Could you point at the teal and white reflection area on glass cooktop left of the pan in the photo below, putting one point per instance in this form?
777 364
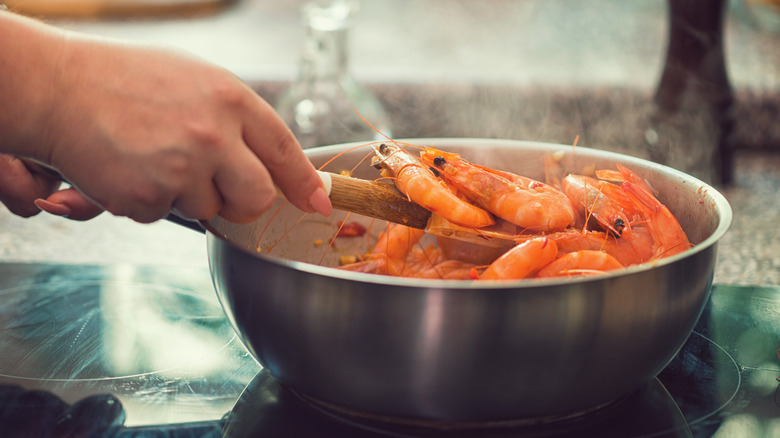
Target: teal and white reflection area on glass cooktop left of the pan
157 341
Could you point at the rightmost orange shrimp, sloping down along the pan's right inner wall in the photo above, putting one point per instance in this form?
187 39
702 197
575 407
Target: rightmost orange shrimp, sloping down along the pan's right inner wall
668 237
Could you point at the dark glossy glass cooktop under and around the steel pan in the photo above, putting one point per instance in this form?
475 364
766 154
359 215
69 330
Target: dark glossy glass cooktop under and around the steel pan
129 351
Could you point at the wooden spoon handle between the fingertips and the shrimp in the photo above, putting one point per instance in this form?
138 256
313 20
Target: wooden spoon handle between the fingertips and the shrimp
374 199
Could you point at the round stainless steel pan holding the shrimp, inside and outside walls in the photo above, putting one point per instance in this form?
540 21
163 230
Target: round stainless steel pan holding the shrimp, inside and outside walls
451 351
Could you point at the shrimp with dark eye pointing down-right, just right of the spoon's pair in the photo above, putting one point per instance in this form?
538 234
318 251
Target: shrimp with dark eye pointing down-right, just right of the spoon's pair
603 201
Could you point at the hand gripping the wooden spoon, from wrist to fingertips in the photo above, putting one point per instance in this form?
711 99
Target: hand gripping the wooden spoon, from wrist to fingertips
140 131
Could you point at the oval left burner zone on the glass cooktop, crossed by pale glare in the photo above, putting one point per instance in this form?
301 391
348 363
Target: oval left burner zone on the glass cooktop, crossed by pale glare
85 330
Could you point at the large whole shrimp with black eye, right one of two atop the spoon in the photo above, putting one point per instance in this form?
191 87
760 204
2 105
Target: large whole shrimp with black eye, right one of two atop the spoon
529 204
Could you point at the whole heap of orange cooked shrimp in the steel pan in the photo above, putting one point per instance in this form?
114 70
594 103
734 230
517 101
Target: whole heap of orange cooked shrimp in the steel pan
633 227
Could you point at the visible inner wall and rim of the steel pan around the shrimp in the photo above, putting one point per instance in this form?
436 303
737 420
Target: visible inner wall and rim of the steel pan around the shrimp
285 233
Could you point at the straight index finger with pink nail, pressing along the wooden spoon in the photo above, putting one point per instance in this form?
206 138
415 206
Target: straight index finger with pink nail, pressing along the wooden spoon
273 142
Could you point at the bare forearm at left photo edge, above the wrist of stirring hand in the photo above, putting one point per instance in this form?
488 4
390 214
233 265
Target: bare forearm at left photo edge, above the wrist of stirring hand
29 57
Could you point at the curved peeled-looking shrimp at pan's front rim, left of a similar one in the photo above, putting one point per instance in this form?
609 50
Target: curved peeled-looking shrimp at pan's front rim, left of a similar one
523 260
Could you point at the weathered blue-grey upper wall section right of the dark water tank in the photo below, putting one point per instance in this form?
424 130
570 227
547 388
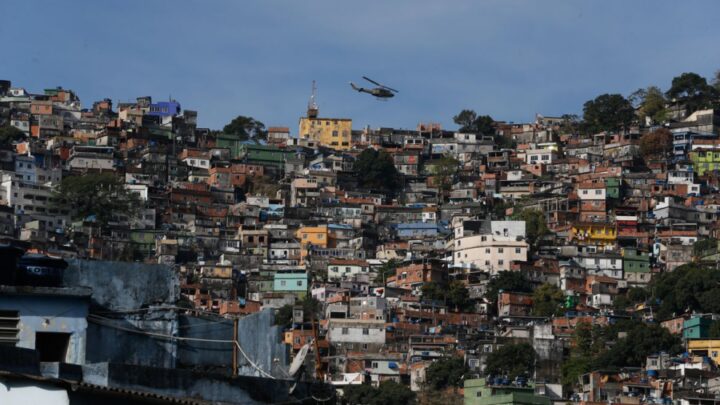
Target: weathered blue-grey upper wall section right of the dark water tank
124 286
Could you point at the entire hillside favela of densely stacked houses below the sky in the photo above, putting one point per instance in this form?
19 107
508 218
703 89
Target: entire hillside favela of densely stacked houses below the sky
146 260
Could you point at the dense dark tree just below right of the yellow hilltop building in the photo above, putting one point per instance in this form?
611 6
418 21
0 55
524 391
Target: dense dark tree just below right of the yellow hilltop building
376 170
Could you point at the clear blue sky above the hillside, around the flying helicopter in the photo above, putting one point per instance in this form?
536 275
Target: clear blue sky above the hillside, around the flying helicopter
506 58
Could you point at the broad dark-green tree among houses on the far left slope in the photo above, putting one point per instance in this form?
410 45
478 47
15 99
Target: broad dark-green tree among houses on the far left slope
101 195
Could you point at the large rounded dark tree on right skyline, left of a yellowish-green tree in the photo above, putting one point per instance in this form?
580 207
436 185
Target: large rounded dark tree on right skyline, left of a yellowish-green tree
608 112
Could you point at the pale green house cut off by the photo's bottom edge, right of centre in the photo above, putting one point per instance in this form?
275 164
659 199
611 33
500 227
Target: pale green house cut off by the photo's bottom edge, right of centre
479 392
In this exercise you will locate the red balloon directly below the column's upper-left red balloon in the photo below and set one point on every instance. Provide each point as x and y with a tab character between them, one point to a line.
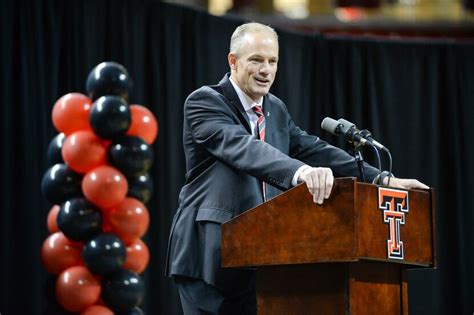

◇ ◇ ◇ ◇ ◇ ◇ ◇

:: YOUR OBJECTIVE ::
Images are not wanted in the copy. Please print the material above exactly.

:: EXERCISE RESPONSE ::
Could you point at the teal and white reflection area on glass cooktop left of the pan in the photo below, putting one point per instance in this form?
777 364
Target: teal and white reflection area on glass cooktop left of the pan
157 341
Could you point at the rightmost orange shrimp, sloping down along the pan's right inner wall in the photo above, putting one point per instance in this form?
187 39
702 197
575 407
Target: rightmost orange shrimp, sloping down along the pan's right inner wall
668 237
Could you point at the dark glossy glass cooktop under and around the steel pan in the photo above, putting one point per instance in this form?
475 364
766 154
359 215
69 330
Target: dark glossy glass cooktop under and around the steel pan
129 351
Could you point at the wooden spoon handle between the fingertips and the shrimp in the photo above, putting one point per instance in this form?
138 256
313 20
Target: wooden spoon handle between the fingertips and the shrimp
374 199
Could you point at the round stainless steel pan holding the shrimp, inside and outside walls in the photo above, putting one point per instance in this form?
540 21
163 230
Target: round stainless steel pan holding the shrimp, inside and outside walls
451 351
Could you point at the shrimp with dark eye pointing down-right, just right of the spoon's pair in the photo above, putting one point per instance in this form?
538 234
318 251
Target: shrimp with dark eye pointing down-right, just right of the spoon's pair
603 201
Could you point at the hand gripping the wooden spoon, from wrist to fingertips in the photo above, putting one point per instance in this form?
711 99
Target: hand gripping the wooden spoon, from wrist to fingertips
140 131
Could you point at the oval left burner zone on the glass cooktop, crossed by pale glare in the photo above, putting one point per instance in this form?
301 391
348 363
Target: oval left burner zone on the glass cooktop, crossed by pale glare
85 330
Could you point at the large whole shrimp with black eye, right one of two atop the spoon in the photo above, putting one point per instance in this form?
191 87
760 204
2 105
Target: large whole shrimp with black eye, right one of two atop the spoon
529 204
Could you point at the whole heap of orange cooked shrimp in the steel pan in the photo above, putting one point per instance in this form?
114 70
594 103
734 230
517 101
Target: whole heap of orange cooked shrimp in the steel pan
633 227
Could you point at the visible inner wall and rim of the steel pan around the shrimp in the photo above, putting one point per instance in this form?
436 303
737 420
Target: visible inner wall and rim of the steel pan around the shrimp
285 233
Could you point at the straight index finger with pink nail, pressing along the wooden spoon in the photo above, putting one point per instance in this form?
206 138
415 206
Target: straight index finger with pink nail, pressing along the wooden spoon
273 142
Could you point at the bare forearm at left photo edge, above the wrist of stirring hand in the photo above, putting one point per instance in this form?
488 4
390 214
233 265
Target: bare forearm at left photo edge, above the wrist of stirring hand
29 57
Could you point at the curved peeled-looking shrimp at pan's front rim, left of a similar one in the photo above, putting one point per instance in this form?
609 50
Target: curved peeled-looking shrimp at pan's front rim, left of a similar one
523 260
Could you point at the weathered blue-grey upper wall section right of the dark water tank in the photo below, putting one point per instance in this form?
424 130
570 227
547 388
Target: weathered blue-grey upper wall section right of the dark water tank
124 286
Could you point at the entire hillside favela of densely stacked houses below the sky in the photo above, putting one point per instance in this form?
19 107
508 218
703 89
Target: entire hillside favela of densely stacked houses below the sky
146 260
Could you point at the dense dark tree just below right of the yellow hilltop building in the photo above, putting one point per instance in this form?
611 6
418 21
0 55
524 391
Target: dense dark tree just below right of the yellow hilltop building
376 170
Could you point at the clear blue sky above the hillside, around the flying helicopter in the photo above, putting one point per instance in this form?
536 275
Target: clear blue sky above the hillside, around the flying helicopter
506 58
Could you point at the broad dark-green tree among houses on the far left slope in the photo above, putting one point per instance in this form?
410 45
478 47
15 99
Target: broad dark-green tree among houses on the far left slope
101 195
Could you point at the large rounded dark tree on right skyline, left of a yellowish-green tree in the photo above, putting one point per instance in this form?
580 207
436 185
Target: large rounded dark tree on right skyline, left of a yellowish-green tree
608 112
Could you point at the pale green house cut off by the photo's bottom edge, right of centre in the photo above, putting one point per instance in this form?
275 164
659 199
611 33
500 227
Target: pale green house cut off by the photo's bottom edge, right of centre
479 392
In this exercise you will locate the red balloon directly below the column's upper-left red balloon in the photo below and set one point on every instance. Provide each point as x and y with a tab character between them, one point to a line.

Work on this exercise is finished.